__ASSIGNMENT A__: In the Snorkel Flow labeling-function excerpt, which directory can additional NLTK packages be installed into?
__ASSIGNMENT B__: From the excerpt on Snorkel Flow labeling functions, return the stretch from "Use variables or" through "the example below).".
__ASSIGNMENT C__: Write the next part of the excerpt on Snorkel Flow labeling functions, picking up after its final sentence.

__EXCERPT__:
++++++++++

In a real LF, the label string (here, "LABEL") needs to be replaced with the string
of the label configured for the application.
Once you’ve saved your LF, you will immediately see returned statistics from
applying it to the dev set. If you click the Update Statistics button on the left pane
of the Label page, you can also see the LF in the LF Summary pane.
Use variables or imports from outside the LF’s scope
Labeling functions can also rely on external resources,
like functions or objects defined outside of the labeling function as well as external
libraries.
Functions and objects can be passed to the labeling function using the resources
variable, and add a matching keyword argument to the function signature
(find_word_index in the example below).
The recommended way to use additional libraries is to import them in the function body.
from snorkel.labeling.lf import labeling_function
def find_word_index(text):
import numpy
try:
idx = numpy.where(text.split(" ").index("employee"))
except:
idx = numpy.array([])
return idx
@labeling_function(name="my_lf", resources=dict(find_word_index=find_word_index))
def lf(x, find_word_index):
import numpy
idx = find_word_index(x.text)
if numpy.mean(idx) <= 1000:
return "employment"
else:
return "UNKNOWN"
sf.add_code_lf(node, lf, label="employment")
While resources can be a nested dictionary, functions should be its direct children otherwise they would break when Snorkel Flow upgrades to a newer version of Python. See @labeling_function for more details.
Installing additional NLTK packages for use in an LF or operator
Snorkel Flow comes with popular and vader_lexicon NLTK packages pre-installed. If additional NLTK packages are needed, you can install into the CUSTOM_NLTK_PATH directory. After installation, all code LFs can make use of them. We show a simple example below.
from snorkelflow.utils.file import CUSTOM_NLTK_PATH
from snorkelflow.studio import resources_fn_labeling_function
import nltk
nltk.download("punkt", download_dir=CUSTOM_NLTK_PATH)
nltk.download("averaged_perceptron_tagger", download_dir=CUSTOM_NLTK_PATH)
def get_nltk_tokenizer_parser() -> Dict:
import nltk
return {"tokenize": nltk.word_tokenize, "parse": nltk.pos_tag}
@resources_fn_labeling_function(
name="lf_1", resources_fn=get_nltk_tokenizer_parser,
)
def lf_1(x: pd.Series, tokenize: Callable, parse: Callable) -> str:
pos_pairs = parse(tokenize(x.span_preview))
for token, pos in pos_pairs:
if pos == "NNP":
return "employment"
return "UNKNOWN"
sf.add_code_lf(node, lf_1, label="employment")
Sampler configs for data loading and model training
Snorkel Flow offers a variety of options for data sampling when loading datasets or
training models.
This is particularly useful when loading large or unbalanced datasets.

++++++++++

__SUPPLIED INFORMATION__:
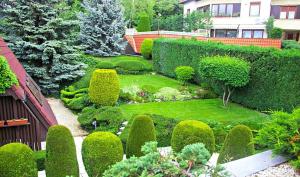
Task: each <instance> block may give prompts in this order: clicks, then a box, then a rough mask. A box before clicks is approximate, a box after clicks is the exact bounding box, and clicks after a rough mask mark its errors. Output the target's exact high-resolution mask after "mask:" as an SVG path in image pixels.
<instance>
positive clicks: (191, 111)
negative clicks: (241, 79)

++++++++++

__YOUR RESPONSE A__: The CUSTOM_NLTK_PATH directory.

__YOUR RESPONSE B__:
Use variables or imports from outside the LF’s scope
Labeling functions can also rely on external resources,
like functions or objects defined outside of the labeling function as well as external
libraries.
Functions and objects can be passed to the labeling function using the resources
variable, and add a matching keyword argument to the function signature
(find_word_index in the example below).

__YOUR RESPONSE C__:
Sampling options are passed via a sampler configuration in the Python SDK for functions
like get_node_data and train_model.
The sampler configuration is a dictionary with the following three keys:
strategy (required), params (optional), and class_counts (optional).
The Options for params and class_counts vary by sampling strategy.
none
No sampling is performed.
Example
sampler_config = {"strategy": "none"}
fixed
Sample a fixed fraction of each class.
Params
p: fraction of each class to sample (must be > 0 and <= 1)
Example
sampler_config = {"strategy": "fixed", "params": {"p": 0.5}}
class_count
Sample the provided number for each class. Classes are upsampled or downsampled to matche the target counts if needed.
Class counts: the number of samples per class
Example
sampler_config = {"strategy": "class_count", "class_counts": [100, 200, 100]}
target_proportion
Attempt to match the provided class proportions. Upsample classes to match the target proportions if needed.
Class counts: unnormalized proportions for each class
Params
max_sample_multiple: the sampled dataset will be no more thanmax_sample_multiple-times the size of the original dataset
Example
sampler_config = {
"strategy": "target_proportion",
"params": {"max_sample_multiple": 5},
"class_counts": [0.333, 0.333, 0.333],
}
auto
Attempt to match the ground truth class proportions of the valid set. Upsample classes to match the target proportions if needed.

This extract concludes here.